[Some records]
>> begin

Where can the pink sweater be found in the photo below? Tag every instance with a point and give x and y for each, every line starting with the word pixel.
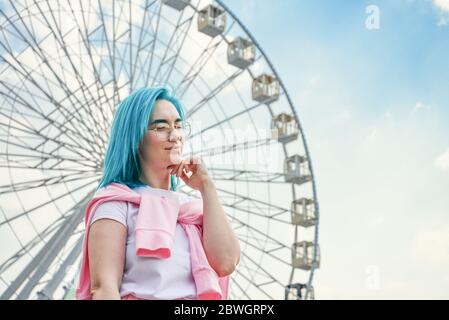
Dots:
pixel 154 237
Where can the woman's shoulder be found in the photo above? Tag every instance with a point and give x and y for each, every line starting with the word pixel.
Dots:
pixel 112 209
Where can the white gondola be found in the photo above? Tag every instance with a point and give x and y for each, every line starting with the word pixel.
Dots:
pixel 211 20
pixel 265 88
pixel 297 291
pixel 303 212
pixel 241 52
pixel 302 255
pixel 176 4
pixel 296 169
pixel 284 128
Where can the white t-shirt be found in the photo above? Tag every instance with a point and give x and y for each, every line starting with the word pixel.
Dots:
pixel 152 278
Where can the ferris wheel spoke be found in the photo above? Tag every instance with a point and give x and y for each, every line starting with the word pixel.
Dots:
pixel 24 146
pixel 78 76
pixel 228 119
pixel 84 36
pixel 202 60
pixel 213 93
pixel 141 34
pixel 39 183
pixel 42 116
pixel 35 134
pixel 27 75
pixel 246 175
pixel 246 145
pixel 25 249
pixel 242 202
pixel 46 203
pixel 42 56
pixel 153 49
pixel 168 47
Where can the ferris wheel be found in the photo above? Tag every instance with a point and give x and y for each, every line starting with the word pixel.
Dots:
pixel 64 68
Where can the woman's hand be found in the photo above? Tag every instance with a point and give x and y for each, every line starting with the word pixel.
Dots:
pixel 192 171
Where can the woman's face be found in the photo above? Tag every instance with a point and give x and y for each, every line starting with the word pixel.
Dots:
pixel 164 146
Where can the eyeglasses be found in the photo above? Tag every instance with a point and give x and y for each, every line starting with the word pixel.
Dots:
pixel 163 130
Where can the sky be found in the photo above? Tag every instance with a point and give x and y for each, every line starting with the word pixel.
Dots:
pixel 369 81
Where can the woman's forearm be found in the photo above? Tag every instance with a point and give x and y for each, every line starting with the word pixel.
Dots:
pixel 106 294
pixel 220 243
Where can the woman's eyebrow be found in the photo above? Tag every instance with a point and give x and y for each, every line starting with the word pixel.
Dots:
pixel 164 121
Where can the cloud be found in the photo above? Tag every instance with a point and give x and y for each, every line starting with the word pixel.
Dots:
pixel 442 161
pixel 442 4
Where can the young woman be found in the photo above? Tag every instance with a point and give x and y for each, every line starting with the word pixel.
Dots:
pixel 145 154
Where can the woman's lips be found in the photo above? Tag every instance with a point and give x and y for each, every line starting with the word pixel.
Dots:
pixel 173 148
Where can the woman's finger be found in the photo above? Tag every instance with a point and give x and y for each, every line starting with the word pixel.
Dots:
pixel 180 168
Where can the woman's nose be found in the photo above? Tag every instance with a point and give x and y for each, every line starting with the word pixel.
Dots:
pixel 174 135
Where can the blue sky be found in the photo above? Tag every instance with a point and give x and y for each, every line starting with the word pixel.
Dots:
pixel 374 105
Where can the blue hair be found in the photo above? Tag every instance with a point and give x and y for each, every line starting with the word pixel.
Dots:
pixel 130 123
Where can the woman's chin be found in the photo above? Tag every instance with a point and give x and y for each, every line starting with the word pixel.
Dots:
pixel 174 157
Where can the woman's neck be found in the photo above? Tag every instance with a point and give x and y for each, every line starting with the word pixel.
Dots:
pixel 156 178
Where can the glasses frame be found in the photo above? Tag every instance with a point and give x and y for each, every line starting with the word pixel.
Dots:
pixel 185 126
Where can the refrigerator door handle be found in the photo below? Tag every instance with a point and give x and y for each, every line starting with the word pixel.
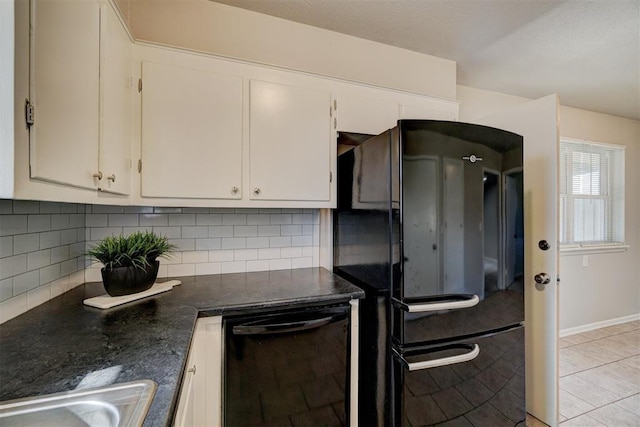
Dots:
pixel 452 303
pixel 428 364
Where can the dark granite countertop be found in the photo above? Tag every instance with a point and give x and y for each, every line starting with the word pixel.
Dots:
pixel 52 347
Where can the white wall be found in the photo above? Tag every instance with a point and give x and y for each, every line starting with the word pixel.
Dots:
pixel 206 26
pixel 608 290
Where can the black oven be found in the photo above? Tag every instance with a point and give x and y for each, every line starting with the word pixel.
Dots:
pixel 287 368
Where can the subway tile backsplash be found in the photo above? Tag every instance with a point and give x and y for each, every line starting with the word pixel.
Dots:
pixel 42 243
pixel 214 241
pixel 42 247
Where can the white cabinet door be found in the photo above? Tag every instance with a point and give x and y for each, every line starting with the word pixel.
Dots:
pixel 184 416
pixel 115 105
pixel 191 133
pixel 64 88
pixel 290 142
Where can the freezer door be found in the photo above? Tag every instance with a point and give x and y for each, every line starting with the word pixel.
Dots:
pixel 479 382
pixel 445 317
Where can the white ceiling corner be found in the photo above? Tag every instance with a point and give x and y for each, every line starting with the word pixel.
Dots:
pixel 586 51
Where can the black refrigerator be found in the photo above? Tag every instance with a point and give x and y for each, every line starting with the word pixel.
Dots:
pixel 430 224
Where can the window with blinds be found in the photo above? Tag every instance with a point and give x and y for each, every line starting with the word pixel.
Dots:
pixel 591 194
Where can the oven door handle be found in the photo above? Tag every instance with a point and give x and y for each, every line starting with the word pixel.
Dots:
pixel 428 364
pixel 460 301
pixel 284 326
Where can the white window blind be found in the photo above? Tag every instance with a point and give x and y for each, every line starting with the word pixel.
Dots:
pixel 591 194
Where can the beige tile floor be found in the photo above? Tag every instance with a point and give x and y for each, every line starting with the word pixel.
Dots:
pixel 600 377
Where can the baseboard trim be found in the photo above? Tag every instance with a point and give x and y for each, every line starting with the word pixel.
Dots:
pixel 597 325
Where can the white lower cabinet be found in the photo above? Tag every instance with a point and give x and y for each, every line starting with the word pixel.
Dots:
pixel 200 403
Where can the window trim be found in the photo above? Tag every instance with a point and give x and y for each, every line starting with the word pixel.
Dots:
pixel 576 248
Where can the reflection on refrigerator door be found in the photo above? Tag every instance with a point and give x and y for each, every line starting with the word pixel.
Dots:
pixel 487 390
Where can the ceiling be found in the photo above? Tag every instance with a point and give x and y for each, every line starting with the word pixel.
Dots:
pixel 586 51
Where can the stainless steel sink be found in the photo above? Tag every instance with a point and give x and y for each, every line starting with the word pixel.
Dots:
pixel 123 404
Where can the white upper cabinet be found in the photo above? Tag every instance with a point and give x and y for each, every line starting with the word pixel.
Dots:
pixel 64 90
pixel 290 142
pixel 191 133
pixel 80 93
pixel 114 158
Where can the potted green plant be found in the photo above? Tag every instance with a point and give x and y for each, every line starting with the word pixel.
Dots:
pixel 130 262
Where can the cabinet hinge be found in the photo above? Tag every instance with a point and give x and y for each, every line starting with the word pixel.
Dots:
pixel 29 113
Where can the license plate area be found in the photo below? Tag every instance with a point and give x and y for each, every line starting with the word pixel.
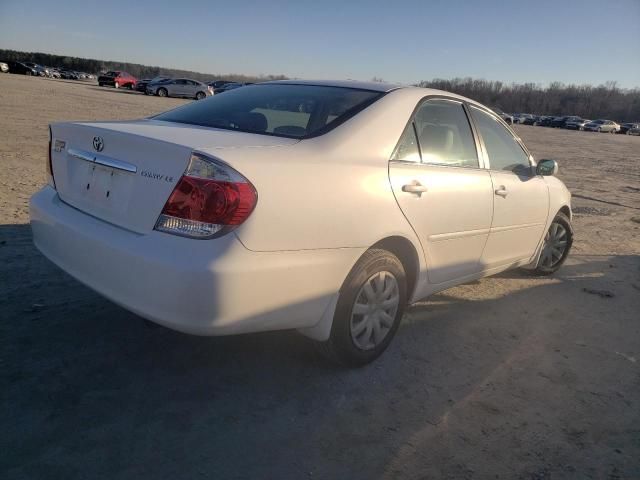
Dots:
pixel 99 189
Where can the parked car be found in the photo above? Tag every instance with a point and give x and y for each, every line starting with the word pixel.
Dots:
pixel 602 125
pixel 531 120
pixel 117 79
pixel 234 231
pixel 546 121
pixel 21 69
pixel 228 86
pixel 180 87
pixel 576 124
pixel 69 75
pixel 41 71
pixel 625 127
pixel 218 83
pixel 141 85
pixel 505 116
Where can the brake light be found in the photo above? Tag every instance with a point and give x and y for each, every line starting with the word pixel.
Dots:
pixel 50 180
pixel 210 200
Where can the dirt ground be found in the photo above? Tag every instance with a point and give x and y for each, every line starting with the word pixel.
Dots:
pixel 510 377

>> end

Copy every line of the listing above word for word, leaving out the pictures.

Where can the pink sweater be found in the photo below? Tag every instance with a point and give x and y for each, every line starting with the word pixel.
Dots:
pixel 154 237
Where can the woman's shoulder be found in the photo above? Tag every instance with a point and give x and y for each, every line starting with the word pixel.
Dots:
pixel 112 209
Where can the white gondola be found in the photo above? Tag every instance with a point and give x and y for each, every line starting with the word pixel.
Dots:
pixel 211 20
pixel 265 88
pixel 297 291
pixel 303 212
pixel 241 52
pixel 302 255
pixel 176 4
pixel 296 169
pixel 284 128
Where can the white t-shirt be found in the photo above? Tag every instance with a point and give x and y for each, every line starting with the word pixel.
Dots:
pixel 152 278
Where can the ferris wheel spoke be found in the photo above? Tag every instance with a point and give x and y for each, every line starting with the word pixel.
Dots:
pixel 24 146
pixel 78 76
pixel 228 119
pixel 84 36
pixel 202 60
pixel 213 93
pixel 141 34
pixel 39 183
pixel 42 116
pixel 35 134
pixel 27 75
pixel 246 175
pixel 246 145
pixel 25 249
pixel 242 202
pixel 46 203
pixel 42 56
pixel 153 49
pixel 168 47
Where can the ferris wheel be found in the photo above? Tag every instance with a point and give x and y for each, every line starting with the word pixel.
Dots:
pixel 64 68
Where can the woman's hand be found in the photo above? Tag every instance with a point and give x and y for each, every line starting with the word pixel.
Dots:
pixel 192 171
Where can the woman's face be found in the photo above? Tag every instance with a point and give x and y for each, every line starting with the word pixel.
Dots:
pixel 164 146
Where can the eyeglasses be found in the photo above? Tag every instance with a point and give x and y for each, every line starting with the word pixel.
Dots:
pixel 163 130
Where can the sky be found in the photo above? Tag every instance with a point and give x and y for each, every line starting with the word pixel.
Dots:
pixel 369 81
Where can the woman's forearm be found in the photo above? Tag every instance with a point and give x and y for each, every line starting with the word pixel.
Dots:
pixel 106 294
pixel 220 243
Where can the woman's eyebrow be found in the photo above? Tag every instance with a point and give x and y for each, every line starting with the word pixel.
Dots:
pixel 164 121
Where can the cloud be found in the photo above? Tag every instance with a point and give x and y for each, every line starting with the word pixel.
Dots:
pixel 442 161
pixel 442 4
Where can the young woman be found in the photo above? Tag every instance with a point and give x and y for each, every line starting with the word pixel.
Dots:
pixel 145 154
Where can the woman's lips be found in the photo above? Tag every instance with a point and give x and y for each, every line starting with the word pixel.
Dots:
pixel 173 148
Where can the woman's finger be found in the photo above? Tag every instance with a point and give x and y for each, every line starting with the word pixel.
Dots:
pixel 180 168
Where can the woman's nose be found in the photo above? Tag every instance with a point and give x and y for each, every line starting with the word pixel.
Dots:
pixel 174 135
Where can the blue sky be found in the photo above? Tag every instance with a point and give x and y for each, every line starting with the word pixel.
Dots:
pixel 374 105
Where can the blue hair be found in the photo above? Tag every instance with a point and give x and y for each, every line starting with the word pixel.
Dots:
pixel 130 123
Where can the woman's chin be found in the photo above? Tag every instance with a point and give x and y for each, every line starting with the word pixel.
Dots:
pixel 174 157
Where can the woman's neck be found in the photo above? Tag every instance with a point and give x and y for each, every line starting with the word pixel.
Dots:
pixel 156 178
Where can the glasses frame be found in the photo above? Tag every instance with a point and give x and y for each, every line starting with the word pixel.
Dots:
pixel 185 126
Where can the refrigerator door handle be found in the photo below? Tag every instance with a point and give x and y for each, every line starting with the word pixel.
Dots:
pixel 452 303
pixel 428 364
Where can the dark granite countertop be found in the photo above? Tag every instance with a point and give x and y for each, every line starting with the word pixel.
Dots:
pixel 52 347
Where can the white wall be found in the photo above? Tag every instance with a point and give x and y for each, every line starting with the word pixel.
Dots:
pixel 206 26
pixel 608 290
Where can the black oven be found in the photo above? Tag every instance with a point and give x and y for each, every line starting with the word pixel.
Dots:
pixel 287 368
Where can the subway tile backsplash be found in the photo above? Tag every instance with a point and give x and y for each, every line starting with the word pixel.
Dots:
pixel 42 243
pixel 214 241
pixel 42 247
Where can the white cabinet door be found in the photo above? Tag every instance with a point and give x and y for each, every line starting with the word pixel.
Dots:
pixel 184 416
pixel 115 105
pixel 191 133
pixel 64 88
pixel 290 142
Where can the freezer door be found in the photo above? Tag every instance with a point and give x and y for each, every line starting with the word pixel.
Dots:
pixel 479 382
pixel 445 317
Where can the white ceiling corner be found in the photo above? Tag every instance with a point and give x and y for each, every line starting with the word pixel.
Dots:
pixel 586 51
Where can the black refrigerator be found in the photo above? Tag every instance with a point and give x and y for each, every line starting with the word pixel.
Dots:
pixel 430 224
Where can the window with blinds be found in the photo above? Tag every instance with a point and give x and y for each, every line starting with the word pixel.
Dots:
pixel 591 194
Where can the oven door handle be found in the photo above? Tag every instance with a point and give x and y for each, every line starting with the word pixel.
Dots:
pixel 428 364
pixel 460 301
pixel 284 326
Where can the white window blind be found in the photo above? Tag every instance with a point and give x and y for each, every line starting with the word pixel.
Dots:
pixel 591 194
Where can the beige tile floor be found in the photo above? Tag every instance with a point and give x and y for each, every line starting with the word pixel.
Dots:
pixel 600 377
Where can the baseboard trim be found in the photo above? Tag every instance with a point and give x and y for each, every line starting with the word pixel.
Dots:
pixel 597 325
Where can the white lower cabinet be found in the photo above? Tag every instance with a point and give x and y for each, every line starting with the word pixel.
Dots:
pixel 200 403
Where can the window trim be found in the photo above? Tag every instance with a point and give x and y for each, every line starting with the word pixel.
Dots:
pixel 576 248
Where can the reflection on refrigerator door be found in the photo above? Tag every instance with a point and give x and y for each, every line starting with the word pixel.
Dots:
pixel 487 390
Where can the ceiling be found in the photo above? Tag every instance with a point and give x and y for each, every line starting with the word pixel.
Dots:
pixel 586 51
Where can the stainless steel sink be found in the photo above? Tag every instance with a point and give x and y for each, every line starting with the word pixel.
Dots:
pixel 123 404
Where can the white upper cabinet be found in the photo above? Tag every instance with a point and give x and y for each, every line starting with the word pixel.
Dots:
pixel 64 90
pixel 290 142
pixel 191 133
pixel 80 93
pixel 114 158
Where can the potted green plant be found in the photo above? Tag every instance with a point and give x and y for each, every line starting with the word pixel.
Dots:
pixel 130 262
Where can the cabinet hinge be found in the photo above? Tag every instance with a point and give x and y for each, every line starting with the word pixel.
Dots:
pixel 29 113
Where can the license plate area be found in the photo below? Tag every instance with a point and give x and y for each, every line starting with the word pixel.
Dots:
pixel 99 189
Where can the parked car be found in the photo above? Tag every instance with a point and give x and y for each, every line starting with the word pixel.
Dots:
pixel 602 125
pixel 531 120
pixel 117 79
pixel 234 231
pixel 546 121
pixel 21 69
pixel 228 86
pixel 180 87
pixel 576 124
pixel 69 75
pixel 41 71
pixel 625 127
pixel 218 83
pixel 141 85
pixel 505 116
Where can the brake light be found in the photo above? Tag every instance with a point and give x and y for each, every line starting with the word pixel.
Dots:
pixel 50 180
pixel 210 200
Where can the dirt ground be found in the photo above? Tag every instance with a point and give x and y for each, every line starting with the word pixel.
Dots:
pixel 510 377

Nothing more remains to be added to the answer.